# TO DO
Leave the images aside and copy out the whole listing, exact to the word.

# TASK DATA
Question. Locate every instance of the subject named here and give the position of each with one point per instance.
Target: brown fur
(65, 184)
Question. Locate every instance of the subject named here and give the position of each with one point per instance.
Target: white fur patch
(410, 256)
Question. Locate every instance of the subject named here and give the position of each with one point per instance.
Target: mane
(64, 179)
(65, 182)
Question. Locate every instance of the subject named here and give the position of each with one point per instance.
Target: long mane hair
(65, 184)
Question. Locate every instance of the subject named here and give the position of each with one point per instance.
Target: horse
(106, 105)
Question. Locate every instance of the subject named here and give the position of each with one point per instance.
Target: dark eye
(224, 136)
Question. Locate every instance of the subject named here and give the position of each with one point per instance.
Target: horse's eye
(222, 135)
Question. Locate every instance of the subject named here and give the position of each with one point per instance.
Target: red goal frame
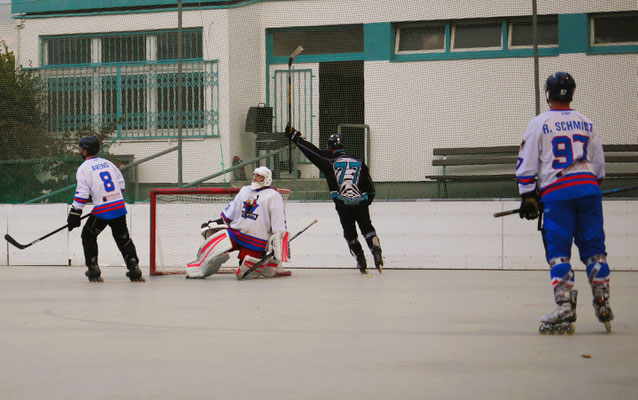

# RESULT OF THIS TASK
Question. Locate every instance of the subject named here and give the position of each with one point per instance.
Target: brown fur
(65, 184)
Question. Locate every instance of the subject named here and give the position of each with one point per instance.
Target: white fur patch
(410, 256)
Question. Locate every instance of the subject named here and give the position of each with one point per instance.
Target: mane
(64, 179)
(65, 182)
Question. Locate every instance of the subject named here and give the position of each with one point per instance.
Target: long mane hair
(65, 184)
Question. Locate every instance of the subject named here and give the position of each with one point per instance.
Target: horse
(106, 105)
Question. Locate every instance of the subject named here and give the position of each with one point per instance.
Target: dark eye
(224, 136)
Question. Locate every instance of the subject named here and give the position of each with one point per instance.
Target: horse's eye
(222, 135)
Question. Locate every instance of the subject named here and give the position of each with one point per instance.
Target: red goal frame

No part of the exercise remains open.